• **TEXTO MOSTRADO**
·····

Dedicar tiempo a cuidar una casa y un terreno, por pequeño que sea, supone relacionarse de otra manera con el entorno. Ser responsable de un terreno te obliga a la acción y al cuidado. En una casa alejada del núcleo urbano, especialmente si no pertenece a ninguna urbanización, no se puede dar por hecho ni el agua corriente, ni la electricidad, ni la calefacción. Cuando se es responsable de la casa, ni siquiera el dinero (cuando lo hay) sustituye la dedicación que requieren las constantes emergencias. Por eso, tener (o alquilar de forma permanente) una casa conlleva invertir tiempo en entender cómo funciona. ¿De qué depende el bienestar? El confort no se traduce en algo simbólico, no es una cifra de una factura. El confort se ve, se huele, se toca: es el descenso del gasoil o la pila de leña cuando llega el frío; es la escasez del agua del pozo durante los meses del verano. Para que el cuerpo se caliente o beba, ese mismo cuerpo tiene que procurarse combustible o agua. Esta relación directa con la materialidad cotidiana supone tener mucho que hacer.

·····

• **ENTRADAS PROPORCIONADAS**
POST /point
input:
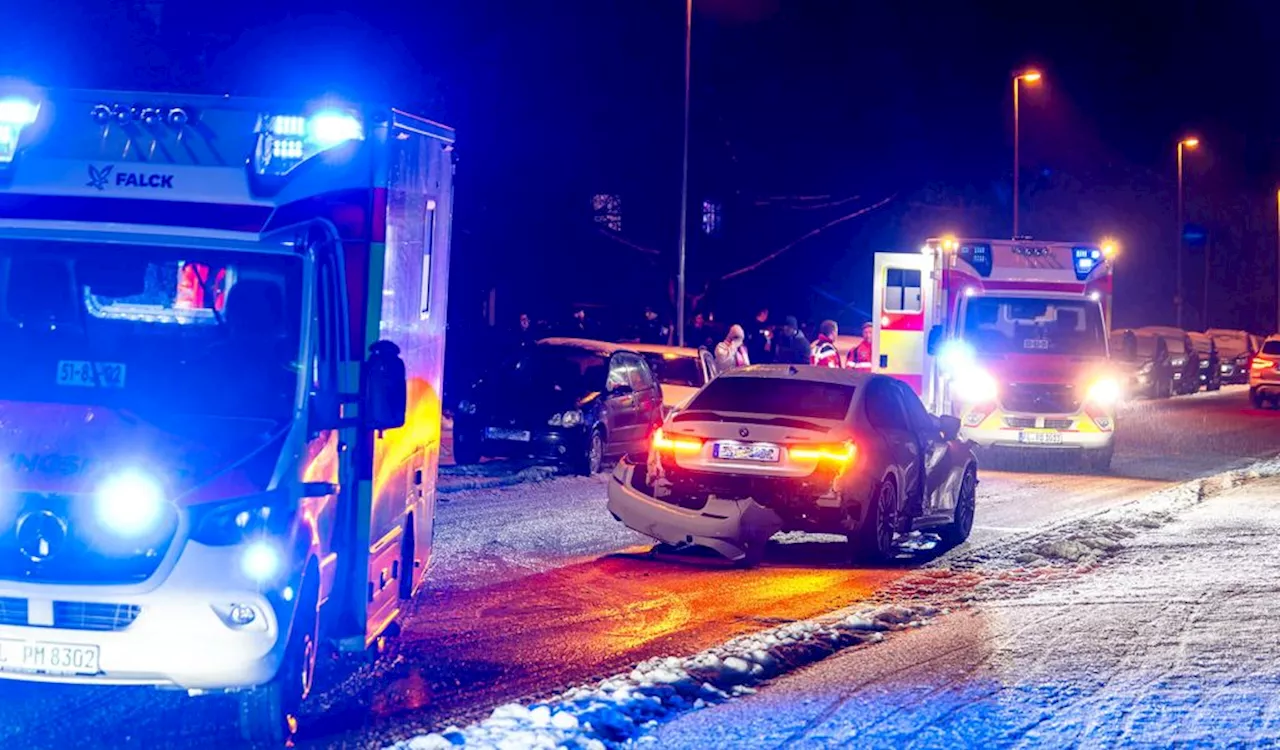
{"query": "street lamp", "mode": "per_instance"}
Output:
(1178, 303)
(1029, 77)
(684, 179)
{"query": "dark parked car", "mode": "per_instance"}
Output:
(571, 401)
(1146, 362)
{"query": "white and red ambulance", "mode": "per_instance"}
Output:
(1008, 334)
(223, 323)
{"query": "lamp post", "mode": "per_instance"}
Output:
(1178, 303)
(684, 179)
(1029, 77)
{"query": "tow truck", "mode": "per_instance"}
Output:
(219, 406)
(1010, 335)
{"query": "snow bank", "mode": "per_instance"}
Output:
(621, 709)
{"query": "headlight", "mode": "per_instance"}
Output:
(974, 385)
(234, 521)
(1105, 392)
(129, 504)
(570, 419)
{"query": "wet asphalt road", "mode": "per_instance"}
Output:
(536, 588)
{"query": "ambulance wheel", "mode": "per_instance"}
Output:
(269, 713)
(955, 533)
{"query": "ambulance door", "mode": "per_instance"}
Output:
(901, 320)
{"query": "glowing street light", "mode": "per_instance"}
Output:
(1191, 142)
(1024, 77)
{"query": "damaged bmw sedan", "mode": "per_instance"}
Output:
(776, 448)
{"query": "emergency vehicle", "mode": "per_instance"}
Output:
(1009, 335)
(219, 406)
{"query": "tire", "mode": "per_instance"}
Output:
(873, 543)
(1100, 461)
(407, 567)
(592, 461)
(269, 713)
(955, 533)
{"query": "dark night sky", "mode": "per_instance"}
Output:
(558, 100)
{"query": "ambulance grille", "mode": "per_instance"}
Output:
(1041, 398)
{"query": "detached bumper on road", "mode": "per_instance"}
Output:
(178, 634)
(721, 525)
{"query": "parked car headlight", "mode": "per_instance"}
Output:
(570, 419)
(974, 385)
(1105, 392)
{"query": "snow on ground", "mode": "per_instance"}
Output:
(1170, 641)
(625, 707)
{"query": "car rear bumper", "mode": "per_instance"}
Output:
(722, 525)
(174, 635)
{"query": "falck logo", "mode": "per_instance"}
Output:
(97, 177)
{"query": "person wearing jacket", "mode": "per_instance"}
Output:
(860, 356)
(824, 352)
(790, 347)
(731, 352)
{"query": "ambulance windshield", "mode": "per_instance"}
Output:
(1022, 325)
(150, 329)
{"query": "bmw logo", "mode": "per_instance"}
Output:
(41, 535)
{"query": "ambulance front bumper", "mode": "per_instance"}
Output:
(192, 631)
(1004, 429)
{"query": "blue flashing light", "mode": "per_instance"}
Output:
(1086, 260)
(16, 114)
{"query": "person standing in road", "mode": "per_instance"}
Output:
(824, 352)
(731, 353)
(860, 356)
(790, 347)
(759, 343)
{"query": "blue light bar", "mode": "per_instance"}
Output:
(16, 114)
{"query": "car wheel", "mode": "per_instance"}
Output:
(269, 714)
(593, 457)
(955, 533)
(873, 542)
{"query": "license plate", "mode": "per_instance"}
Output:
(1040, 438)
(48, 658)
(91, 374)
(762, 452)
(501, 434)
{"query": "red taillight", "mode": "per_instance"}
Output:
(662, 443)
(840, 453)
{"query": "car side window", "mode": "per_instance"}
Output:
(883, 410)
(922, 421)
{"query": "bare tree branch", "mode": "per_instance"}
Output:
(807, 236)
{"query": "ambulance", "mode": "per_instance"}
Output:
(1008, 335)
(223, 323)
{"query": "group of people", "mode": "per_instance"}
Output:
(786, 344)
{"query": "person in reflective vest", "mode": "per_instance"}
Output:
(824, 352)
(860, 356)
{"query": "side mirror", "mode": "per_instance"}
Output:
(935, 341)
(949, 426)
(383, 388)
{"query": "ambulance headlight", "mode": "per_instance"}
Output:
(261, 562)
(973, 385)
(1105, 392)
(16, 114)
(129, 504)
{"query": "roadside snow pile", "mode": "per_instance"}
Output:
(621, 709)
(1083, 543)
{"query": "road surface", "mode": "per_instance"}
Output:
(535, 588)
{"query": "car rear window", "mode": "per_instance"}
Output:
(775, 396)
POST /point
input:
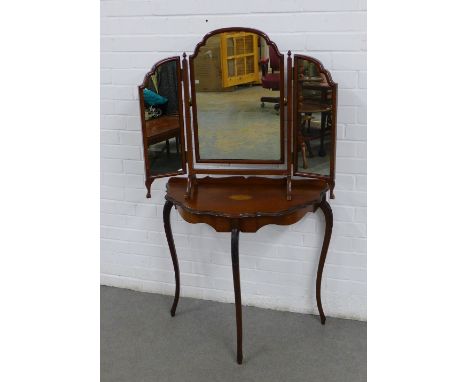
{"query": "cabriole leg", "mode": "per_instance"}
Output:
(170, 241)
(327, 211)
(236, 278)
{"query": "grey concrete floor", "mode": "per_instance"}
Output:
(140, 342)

·····

• **EJERCICIO**
Según el texto mostrado, ¿qué es el confort cuando llega el frío?

• **RESPUESTA AL EJERCICIO**
Es el descenso del gasoil o la pila de leña.